## 本文抜粋
====================

アンクルンという楽器をご存じない方が多いと思いますので、まずはアンクルンのご説明をします。

アンクルンは竹を使った楽器で、2010年に世界文化遺産に登録されています。
インドネシアでは、ワヤン(影絵芝居)、クリス(くねくねした短剣)、バティック(ジャワ更紗、ろうけつ染め)に次ぐ4番目の登録となります。

竹は中が空洞になっていますから、たたけば太鼓やギターと同じで反響します。
また、木琴や鉄筋と同じで、長い、短いによりたたいた時の音程を変えることができます。コップに入れた水の量で音階が変わるのと同じです。その原理を使ってドレミファソラシドの音階を作り出せます。

音はYoutube等で聞いてもらいたいのですが、やわらかく包み込むような音色で、長く響きません。そのためアンクルンの演奏は小刻みに揺らすことで、長く揺らし続ければ長く伸ばしたのと同じ効果をだします。

■ サウン・アンクルン・ウジョ(ウジョのアンクルン村)のご紹介

1966年にウジョ・ナラゲナ氏とその妻であるウウム・スミヤティ氏により作られました。

====================

## データ
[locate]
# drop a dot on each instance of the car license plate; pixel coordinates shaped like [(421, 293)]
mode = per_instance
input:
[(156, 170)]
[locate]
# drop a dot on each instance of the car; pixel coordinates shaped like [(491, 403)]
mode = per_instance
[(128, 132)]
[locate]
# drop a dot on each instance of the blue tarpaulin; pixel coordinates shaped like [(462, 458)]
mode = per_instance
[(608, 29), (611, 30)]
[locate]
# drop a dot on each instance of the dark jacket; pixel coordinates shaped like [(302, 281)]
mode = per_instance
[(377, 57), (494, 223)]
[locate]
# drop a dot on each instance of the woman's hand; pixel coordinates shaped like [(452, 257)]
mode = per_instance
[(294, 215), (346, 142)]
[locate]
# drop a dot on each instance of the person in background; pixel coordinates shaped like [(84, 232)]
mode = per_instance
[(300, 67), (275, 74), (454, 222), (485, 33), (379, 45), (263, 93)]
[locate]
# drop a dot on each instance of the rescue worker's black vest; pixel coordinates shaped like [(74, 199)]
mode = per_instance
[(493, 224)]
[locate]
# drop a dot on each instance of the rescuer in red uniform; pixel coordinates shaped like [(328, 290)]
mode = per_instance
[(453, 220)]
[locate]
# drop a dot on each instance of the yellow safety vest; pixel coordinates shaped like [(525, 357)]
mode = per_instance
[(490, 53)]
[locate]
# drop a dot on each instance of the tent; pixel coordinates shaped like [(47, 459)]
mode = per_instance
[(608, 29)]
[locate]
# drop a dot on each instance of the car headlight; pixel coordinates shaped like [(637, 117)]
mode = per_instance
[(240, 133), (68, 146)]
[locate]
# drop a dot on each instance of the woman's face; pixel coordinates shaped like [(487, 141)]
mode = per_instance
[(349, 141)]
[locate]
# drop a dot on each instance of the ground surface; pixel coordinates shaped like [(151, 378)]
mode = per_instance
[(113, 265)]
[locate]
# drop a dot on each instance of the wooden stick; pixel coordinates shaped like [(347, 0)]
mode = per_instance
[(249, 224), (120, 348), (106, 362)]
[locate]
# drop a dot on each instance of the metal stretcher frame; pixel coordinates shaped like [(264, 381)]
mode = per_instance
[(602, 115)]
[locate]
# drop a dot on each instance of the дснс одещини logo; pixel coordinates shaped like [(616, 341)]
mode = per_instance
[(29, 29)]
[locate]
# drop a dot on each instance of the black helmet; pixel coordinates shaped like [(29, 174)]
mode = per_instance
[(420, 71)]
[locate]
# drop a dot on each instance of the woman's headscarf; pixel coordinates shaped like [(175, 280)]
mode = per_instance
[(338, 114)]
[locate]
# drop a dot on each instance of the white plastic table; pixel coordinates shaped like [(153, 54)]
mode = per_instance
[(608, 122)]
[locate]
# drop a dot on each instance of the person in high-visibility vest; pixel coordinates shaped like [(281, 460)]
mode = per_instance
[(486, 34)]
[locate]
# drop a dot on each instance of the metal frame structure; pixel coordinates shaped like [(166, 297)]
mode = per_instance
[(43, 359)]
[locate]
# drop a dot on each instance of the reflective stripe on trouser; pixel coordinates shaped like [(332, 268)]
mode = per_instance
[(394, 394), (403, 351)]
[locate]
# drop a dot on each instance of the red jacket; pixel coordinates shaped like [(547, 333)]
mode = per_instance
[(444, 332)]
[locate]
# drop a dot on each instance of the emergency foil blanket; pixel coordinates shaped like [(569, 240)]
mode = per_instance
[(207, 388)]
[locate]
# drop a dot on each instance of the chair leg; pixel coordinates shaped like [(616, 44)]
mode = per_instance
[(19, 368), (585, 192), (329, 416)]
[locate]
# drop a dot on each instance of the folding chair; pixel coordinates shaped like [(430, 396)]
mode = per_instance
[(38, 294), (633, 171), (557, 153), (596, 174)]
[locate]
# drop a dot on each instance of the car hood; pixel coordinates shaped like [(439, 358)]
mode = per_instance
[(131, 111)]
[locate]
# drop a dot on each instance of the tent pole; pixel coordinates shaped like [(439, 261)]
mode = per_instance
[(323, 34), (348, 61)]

====================

## 課題
アンクルンについての文章を、最後の文の後から再開して書き進めてください。 記録は別の出典から取ったものです。

## 解答
ウジョ氏の写真 展示物より

今では500人のこどもたちが、ここで歌や踊りを習っているとのことです。
敷地は小さな小学校くらいあり、観光バスが大挙してやってきても大丈夫な広い駐車場、おしゃれなレストラン兼カフェ、演奏会場、きれいな庭や竹の建物が立ち並んでいます。

バンドン中心部から東に車で20分ほど行ったところにあります。大学から7キロメートルくらいです。
バイクタクシーで15,000~18,000ルピア(150円くらい)

けっこう郊外で田舎なんだろうと思っていたら、ずっと町が続いている感じです。

世界文化遺産に登録されたのは、ウジョさんの貢献も大きく、世界遺産登録後はバンドンの観光資源として多いに期待されていたらしいです(事前に調査していたらビジネススクールの学生論文がいくつか見つかりました)。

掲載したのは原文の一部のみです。